Referring expression data:

########

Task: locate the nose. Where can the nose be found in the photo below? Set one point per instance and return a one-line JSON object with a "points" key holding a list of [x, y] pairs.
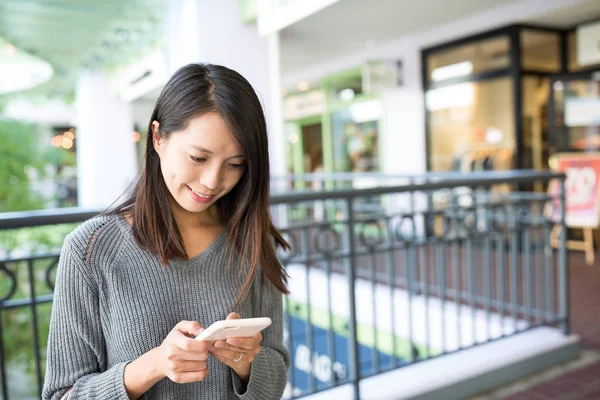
{"points": [[211, 176]]}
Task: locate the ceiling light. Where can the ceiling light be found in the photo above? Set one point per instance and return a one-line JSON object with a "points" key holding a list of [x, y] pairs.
{"points": [[20, 70], [452, 71]]}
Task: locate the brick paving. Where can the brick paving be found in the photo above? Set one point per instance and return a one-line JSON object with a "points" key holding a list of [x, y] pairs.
{"points": [[583, 382]]}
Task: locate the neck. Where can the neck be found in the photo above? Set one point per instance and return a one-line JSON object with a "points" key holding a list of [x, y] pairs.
{"points": [[187, 221]]}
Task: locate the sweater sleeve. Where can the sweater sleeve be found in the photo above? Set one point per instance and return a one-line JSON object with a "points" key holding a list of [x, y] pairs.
{"points": [[76, 354], [268, 373]]}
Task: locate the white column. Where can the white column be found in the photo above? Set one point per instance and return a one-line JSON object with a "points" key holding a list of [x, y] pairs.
{"points": [[275, 112], [106, 162]]}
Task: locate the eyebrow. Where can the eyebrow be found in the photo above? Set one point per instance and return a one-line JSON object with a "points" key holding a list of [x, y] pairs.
{"points": [[202, 149]]}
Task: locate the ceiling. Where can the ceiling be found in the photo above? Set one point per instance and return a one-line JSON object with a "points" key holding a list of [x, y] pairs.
{"points": [[349, 26], [81, 34], [588, 10]]}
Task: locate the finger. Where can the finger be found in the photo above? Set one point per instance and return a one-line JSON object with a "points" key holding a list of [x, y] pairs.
{"points": [[194, 349], [223, 359], [247, 343], [188, 377], [233, 356], [226, 346], [189, 328], [187, 366]]}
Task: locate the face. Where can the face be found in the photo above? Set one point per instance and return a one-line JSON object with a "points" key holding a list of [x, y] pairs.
{"points": [[201, 163]]}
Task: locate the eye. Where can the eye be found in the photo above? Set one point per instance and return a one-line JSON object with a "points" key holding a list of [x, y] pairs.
{"points": [[197, 159]]}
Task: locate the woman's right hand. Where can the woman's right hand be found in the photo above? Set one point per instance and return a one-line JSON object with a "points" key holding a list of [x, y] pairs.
{"points": [[181, 358]]}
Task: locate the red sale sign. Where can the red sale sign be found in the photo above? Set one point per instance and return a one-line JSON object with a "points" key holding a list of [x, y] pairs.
{"points": [[582, 187]]}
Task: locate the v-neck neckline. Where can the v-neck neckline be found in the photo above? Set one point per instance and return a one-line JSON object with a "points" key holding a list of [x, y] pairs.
{"points": [[216, 244]]}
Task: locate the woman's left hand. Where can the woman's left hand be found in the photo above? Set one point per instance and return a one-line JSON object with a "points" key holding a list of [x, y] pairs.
{"points": [[238, 353]]}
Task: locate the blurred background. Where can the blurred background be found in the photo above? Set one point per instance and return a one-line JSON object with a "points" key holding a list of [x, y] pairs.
{"points": [[356, 92]]}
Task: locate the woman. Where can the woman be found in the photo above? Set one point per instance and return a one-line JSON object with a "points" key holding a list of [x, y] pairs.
{"points": [[192, 243]]}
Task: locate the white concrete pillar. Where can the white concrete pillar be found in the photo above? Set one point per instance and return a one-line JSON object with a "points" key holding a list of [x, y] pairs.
{"points": [[106, 161]]}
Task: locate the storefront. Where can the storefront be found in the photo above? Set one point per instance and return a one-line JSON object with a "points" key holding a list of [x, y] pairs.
{"points": [[488, 98], [333, 127], [575, 94]]}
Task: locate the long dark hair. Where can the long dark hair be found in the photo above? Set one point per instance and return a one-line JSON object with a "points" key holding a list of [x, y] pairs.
{"points": [[194, 90]]}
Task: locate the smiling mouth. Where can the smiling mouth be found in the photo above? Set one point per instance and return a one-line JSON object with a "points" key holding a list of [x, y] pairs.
{"points": [[204, 196]]}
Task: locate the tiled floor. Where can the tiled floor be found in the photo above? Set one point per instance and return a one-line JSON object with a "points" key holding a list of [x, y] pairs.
{"points": [[579, 379]]}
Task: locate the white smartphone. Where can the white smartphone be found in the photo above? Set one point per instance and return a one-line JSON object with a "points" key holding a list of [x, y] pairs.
{"points": [[245, 327]]}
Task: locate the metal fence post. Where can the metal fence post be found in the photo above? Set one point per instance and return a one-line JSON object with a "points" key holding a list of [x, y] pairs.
{"points": [[563, 273], [352, 334]]}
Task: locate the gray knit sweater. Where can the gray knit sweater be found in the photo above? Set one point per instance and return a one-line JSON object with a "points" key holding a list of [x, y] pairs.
{"points": [[114, 302]]}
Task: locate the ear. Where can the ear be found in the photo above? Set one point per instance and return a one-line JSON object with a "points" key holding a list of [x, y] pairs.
{"points": [[156, 139]]}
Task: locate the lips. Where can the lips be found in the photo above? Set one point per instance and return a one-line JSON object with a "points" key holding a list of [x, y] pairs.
{"points": [[199, 197]]}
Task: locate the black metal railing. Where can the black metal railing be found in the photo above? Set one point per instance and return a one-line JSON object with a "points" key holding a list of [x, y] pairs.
{"points": [[381, 277]]}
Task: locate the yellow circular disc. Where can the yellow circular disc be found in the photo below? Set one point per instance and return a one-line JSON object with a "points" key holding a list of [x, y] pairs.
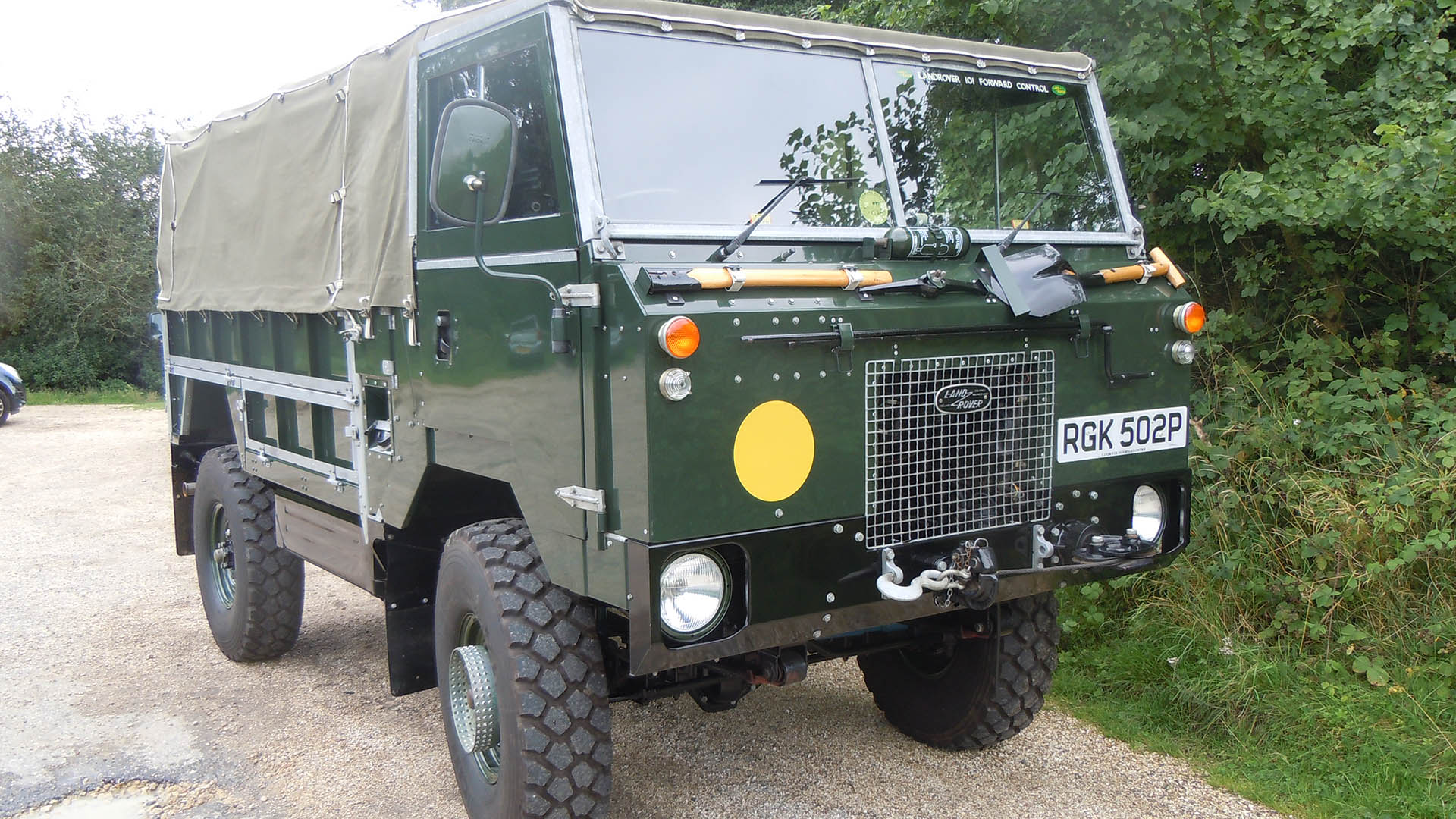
{"points": [[874, 207], [774, 450]]}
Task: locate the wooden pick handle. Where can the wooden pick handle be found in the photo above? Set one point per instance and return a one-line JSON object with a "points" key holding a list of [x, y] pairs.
{"points": [[1175, 276]]}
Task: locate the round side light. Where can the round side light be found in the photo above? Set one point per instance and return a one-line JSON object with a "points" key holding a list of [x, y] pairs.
{"points": [[679, 337], [1190, 318], [1147, 513]]}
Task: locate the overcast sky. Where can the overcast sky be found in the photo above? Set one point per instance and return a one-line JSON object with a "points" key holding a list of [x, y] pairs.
{"points": [[181, 60]]}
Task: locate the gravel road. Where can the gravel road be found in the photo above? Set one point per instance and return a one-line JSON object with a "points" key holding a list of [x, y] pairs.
{"points": [[111, 687]]}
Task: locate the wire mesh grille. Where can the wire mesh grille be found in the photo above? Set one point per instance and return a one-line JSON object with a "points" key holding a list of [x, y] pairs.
{"points": [[957, 445]]}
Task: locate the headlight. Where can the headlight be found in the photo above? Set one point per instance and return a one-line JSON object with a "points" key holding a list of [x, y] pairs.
{"points": [[693, 594], [1147, 513]]}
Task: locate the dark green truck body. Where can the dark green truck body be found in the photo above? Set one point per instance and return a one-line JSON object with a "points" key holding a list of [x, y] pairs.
{"points": [[384, 428]]}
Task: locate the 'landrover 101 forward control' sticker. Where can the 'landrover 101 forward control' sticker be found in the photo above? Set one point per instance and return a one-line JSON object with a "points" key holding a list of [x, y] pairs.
{"points": [[1122, 433]]}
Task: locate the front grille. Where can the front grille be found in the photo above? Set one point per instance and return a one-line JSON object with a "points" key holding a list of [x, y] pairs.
{"points": [[981, 460]]}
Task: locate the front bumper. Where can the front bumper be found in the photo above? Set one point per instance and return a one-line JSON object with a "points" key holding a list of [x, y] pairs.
{"points": [[811, 582]]}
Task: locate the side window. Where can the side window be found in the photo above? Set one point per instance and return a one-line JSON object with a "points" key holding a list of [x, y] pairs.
{"points": [[513, 80]]}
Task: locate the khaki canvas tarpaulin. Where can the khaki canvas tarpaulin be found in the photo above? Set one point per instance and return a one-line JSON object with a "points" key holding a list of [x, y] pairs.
{"points": [[300, 202]]}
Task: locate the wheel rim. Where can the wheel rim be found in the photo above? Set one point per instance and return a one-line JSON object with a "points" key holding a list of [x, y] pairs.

########

Reproduce every record verbatim, please. Omit the images.

Task: locate the nose. Where can the nose be found in the photo below? Set one point per instance and return a one-line JSON object with a "points" key holding a list of [x, y] pairs.
{"points": [[211, 176]]}
Task: locate the ceiling light. Where can the ceiling light be found in the photo above? Set one point per instance and return a one-line JSON object with a "points" key holding a list of [x, y] pairs.
{"points": [[20, 70], [452, 71]]}
Task: locate the brick paving. Where can the brick paving be found in the photo above? Set one point per instance and return a one-line JSON object with a "points" key holding a list of [x, y] pairs.
{"points": [[583, 382]]}
Task: locate the neck. Where can the neck be found in the photo above? Set one point per instance and return a one-line JSON object with a "points" key holding a list of [x, y] pairs.
{"points": [[187, 221]]}
Task: locate the sweater sleeve. Where can the sweater sleeve be found in the photo above? Set one point per instance and return a one-line JSON object with a "points" key holding a list of [x, y] pairs.
{"points": [[76, 354], [268, 373]]}
Task: locate the white column. Where can the white column be found in the photo above? Set one point per instance and return a one-line JSON object with a "points" key holding a list of [x, y] pairs.
{"points": [[275, 112], [106, 162]]}
Task: locate the eyebrow. Where can the eyebrow be found in the photo above? Set one point per instance and return a one-line JSON object with a "points" key holding a list of [x, y] pairs.
{"points": [[202, 149]]}
Task: locate the ceiling. Where can the ceiling be found in the photo above? Set one point per instance and return a one-line JSON object with a "points" key holding a list of [x, y] pairs.
{"points": [[349, 26], [81, 34], [588, 10]]}
Task: locate the finger. Where can the finger be found in the photo above? Set one point per instance and return a one-line JSON object with a "points" key holding a list of [x, y] pairs.
{"points": [[194, 349], [223, 359], [247, 343], [188, 377], [233, 356], [226, 346], [189, 328], [187, 366]]}
Task: locate the face. Where can the face be found in the photo above? Set one point per instance and return a one-line JSON object with a "points" key holding a list of [x, y] pairs.
{"points": [[201, 163]]}
Task: locate the eye. Where can the eye be found in the photo above? Set one point per instance and return a one-line JSON object with a "points" key holding a list of [x, y] pairs.
{"points": [[197, 159]]}
Task: locate the woman's right hand. Where can the woman's right hand be found in the photo above? Set one point per instance and return a one-line JSON object with a "points" key holding a list of [x, y] pairs.
{"points": [[181, 358]]}
Task: locate the red sale sign. Where can the red sale sign be found in the photo above? Set one point per instance and return a one-line JSON object with a "points" key holding a list of [x, y] pairs.
{"points": [[582, 187]]}
Task: locate the v-neck neckline. Where can the v-neck neckline be found in the photo above? Set one point per instance and return a one-line JSON object with a "points" key holding a list of [x, y] pairs.
{"points": [[216, 244]]}
Task: locate the woman's left hand. Where can the woman's left hand be found in the photo above? Set one point per instance and return a one-line JSON object with a "points" key holding a list of [x, y] pairs.
{"points": [[238, 353]]}
Task: locate the blurred background. Where can the blurred background be found in the photo above? Set one point per instance and return a one-line JSON object with a "points" key holding a list of [x, y] pairs.
{"points": [[356, 92]]}
Task: locate the woman. Where can the woman be found in the photo above? Set one point per instance and return a one-line JSON object with a "points" key holding a list of [x, y] pairs.
{"points": [[192, 243]]}
Task: locate the white concrete pillar. Where can the white concrete pillar be found in the photo above? Set one point per instance and return a one-line JSON object with a "points" key holding a list of [x, y] pairs.
{"points": [[106, 161]]}
Task: locate the storefront. Where can the storefront be found in the photo above? Set one point per instance and return a one-line JSON object with a "points" key holding a list of [x, y] pairs.
{"points": [[488, 98], [333, 127], [575, 94]]}
Task: locate the long dark hair. Where can the long dark hair be found in the photo above? Set one point per instance and return a one-line JSON object with a "points" key holding a list of [x, y] pairs.
{"points": [[194, 90]]}
Task: locate the smiling mouth. Where can the smiling mouth be found in the photo above? Set one point per instance and return a one-line JSON object with a "points" key holding a list of [x, y] pairs.
{"points": [[204, 196]]}
Task: locate the tiled floor. Where can the tiled floor be found in the photo above? Set one point per instance and return a one-line JSON object with a "points" key holding a list of [x, y] pairs.
{"points": [[579, 379]]}
Task: locate the white smartphone. Where can the white smartphone be found in the photo above? Set one point per instance and return a one-line JSON object with a "points" key holding a list of [x, y] pairs.
{"points": [[245, 327]]}
Task: locate the metal fence post. Where can the metal fence post be found in the photo above? Set one point per instance and return a one-line JSON object with a "points" key holding a list of [x, y] pairs.
{"points": [[563, 273], [352, 334]]}
Task: locate the gray knit sweater. Where can the gray knit sweater be found in the photo above? Set one point per instance and return a one-line JSON object with a "points" key holding a list of [x, y] pairs.
{"points": [[114, 302]]}
Task: locate the ear. Where can the ear be found in the photo above? Set one point per instance and return a one-line JSON object with a "points" key holding a list of [x, y] pairs.
{"points": [[156, 139]]}
Task: locate the lips. Where can the lips be found in the photo above? Set one point per instance and return a one-line JSON object with a "points" key holding a list of [x, y] pairs.
{"points": [[199, 197]]}
Task: locate the black metal railing. Where can the black metal railing be found in the photo above? Set one point per instance and return a one-line JSON object with a "points" key holding a list of [x, y] pairs.
{"points": [[381, 277]]}
Task: locate the yellow circular disc. Where can the yellow circular disc be found in the photo below? Set one point per instance and return a one-line JSON object with a "points" key holding a list of [x, y] pairs.
{"points": [[874, 207], [774, 450]]}
Task: locate the wooden pick handle. Where can the wooden pick handle be found in the photo above? Set one point per instance and return a one-line JSON object with a "points" key holding a list of [x, y] pairs.
{"points": [[1175, 276]]}
Task: locate the round side light. Where can the round side light be found in the photo above? Set one point per instance and return a one-line JSON object with a "points" key holding a list of [x, y] pairs.
{"points": [[679, 337], [1190, 318], [1147, 513]]}
Task: locate the overcast sky. Where can the overcast sky be found in the photo above? Set one point per instance and return a one-line JSON object with a "points" key holding a list of [x, y] pairs.
{"points": [[181, 60]]}
Task: locate the gravel road. Where can the gravel road be found in the photo above? Set one point per instance and return a one-line JSON object with a "points" key holding a list of [x, y] pairs.
{"points": [[111, 687]]}
Task: locate the wire mesh grille. Where can the wire mesh grille be found in the photo above? Set one point per instance and return a one-line JSON object with a "points" key holding a list of [x, y] pairs.
{"points": [[957, 445]]}
Task: locate the headlight. Where can the headlight be found in the photo above? Set one point per instance and return a one-line JSON object with a "points" key holding a list of [x, y] pairs.
{"points": [[693, 594], [1147, 513]]}
Task: locate the dark green truck body. Where can the dark green truck body be found in the photo above? Set one point per instance and return a one-line JSON object with a "points" key holding a list of [x, y] pairs.
{"points": [[384, 428]]}
Task: locate the 'landrover 101 forward control' sticker. Where can the 'landrover 101 forward control' sticker be found in the photo above? Set one point per instance and return a one-line JSON object with a "points" key holding a list of [x, y] pairs.
{"points": [[1122, 433]]}
Task: locate the front grille. Where can the front grille be found in the photo above? Set one point per instance and return a one-line JSON object with a "points" key holding a list of [x, y] pairs.
{"points": [[981, 460]]}
Task: locate the front bumper. Where can the front bumper be found in the photo above? Set one point per instance and return a one-line JSON object with a "points" key holding a list of [x, y] pairs.
{"points": [[811, 582]]}
Task: locate the side window. Where can the side window be found in the photo above? Set one point per instance and return a one-line JSON object with a "points" key holding a list of [x, y] pairs.
{"points": [[513, 80]]}
Task: locate the khaki canvas tarpaulin. Where can the khaki canvas tarpaulin be found in the photo above? Set one point per instance and return a one-line JSON object with a "points" key holding a list of [x, y] pairs.
{"points": [[300, 202]]}
Task: locate the wheel rim. Where can the wheel rim be found in the photo above? Set one point per instance and return a one-line JSON object with a "points" key holding a list of [x, y] pairs.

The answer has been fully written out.